* begin *

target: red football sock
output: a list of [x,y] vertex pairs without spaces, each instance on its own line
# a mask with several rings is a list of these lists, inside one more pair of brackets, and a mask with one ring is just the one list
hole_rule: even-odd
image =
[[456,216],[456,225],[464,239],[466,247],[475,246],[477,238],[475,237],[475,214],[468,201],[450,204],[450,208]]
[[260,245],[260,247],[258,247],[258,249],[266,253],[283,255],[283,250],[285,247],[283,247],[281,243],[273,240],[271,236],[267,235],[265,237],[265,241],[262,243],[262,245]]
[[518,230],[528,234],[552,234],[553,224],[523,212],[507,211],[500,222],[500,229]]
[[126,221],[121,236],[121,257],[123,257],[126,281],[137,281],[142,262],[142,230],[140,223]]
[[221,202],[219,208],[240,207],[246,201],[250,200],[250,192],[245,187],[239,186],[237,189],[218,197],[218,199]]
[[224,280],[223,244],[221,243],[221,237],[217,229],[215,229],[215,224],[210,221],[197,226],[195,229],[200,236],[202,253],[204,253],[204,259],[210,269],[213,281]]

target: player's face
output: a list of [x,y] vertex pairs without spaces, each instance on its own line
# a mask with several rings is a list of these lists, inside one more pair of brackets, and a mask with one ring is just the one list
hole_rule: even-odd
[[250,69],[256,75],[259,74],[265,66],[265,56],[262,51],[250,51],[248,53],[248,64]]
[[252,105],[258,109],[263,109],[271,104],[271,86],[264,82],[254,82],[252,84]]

* end *

* What the exercise asks
Can you print all of the records above again, character for character?

* Full answer
target: red football sock
output: a list of [x,y] vertex pairs without spaces, each instance on its own line
# a mask with several rings is a list of these lists, inside one more pair of brackets, and a mask with one ring is just the one list
hole_rule: even-odd
image =
[[456,216],[456,225],[464,239],[466,247],[475,246],[477,238],[475,237],[475,214],[468,201],[450,204],[450,208]]
[[260,245],[260,247],[258,247],[258,249],[266,253],[283,255],[283,250],[285,247],[283,247],[281,243],[273,240],[271,236],[267,235],[265,237],[265,241],[262,243],[262,245]]
[[518,230],[528,234],[552,234],[553,224],[523,212],[507,211],[500,222],[500,229]]
[[126,221],[121,236],[121,257],[123,257],[126,281],[137,281],[142,262],[142,230],[140,223]]
[[221,202],[219,208],[240,207],[246,201],[250,200],[250,192],[245,187],[239,186],[237,189],[218,197],[218,199]]
[[224,280],[223,244],[221,243],[221,237],[217,229],[215,229],[215,224],[210,221],[197,226],[195,229],[200,236],[202,253],[204,253],[204,259],[210,269],[213,281]]

target: player's face
output: a list of [x,y] vertex pairs without spaces, each instance on its own line
# a mask with several rings is a list of these lists, inside one more pair of brackets, and a mask with one ring is just the one list
hole_rule: even-odd
[[250,69],[256,75],[259,74],[265,66],[265,56],[262,51],[250,51],[248,53],[248,64]]
[[252,105],[258,109],[263,109],[271,104],[271,86],[264,82],[254,82],[252,84]]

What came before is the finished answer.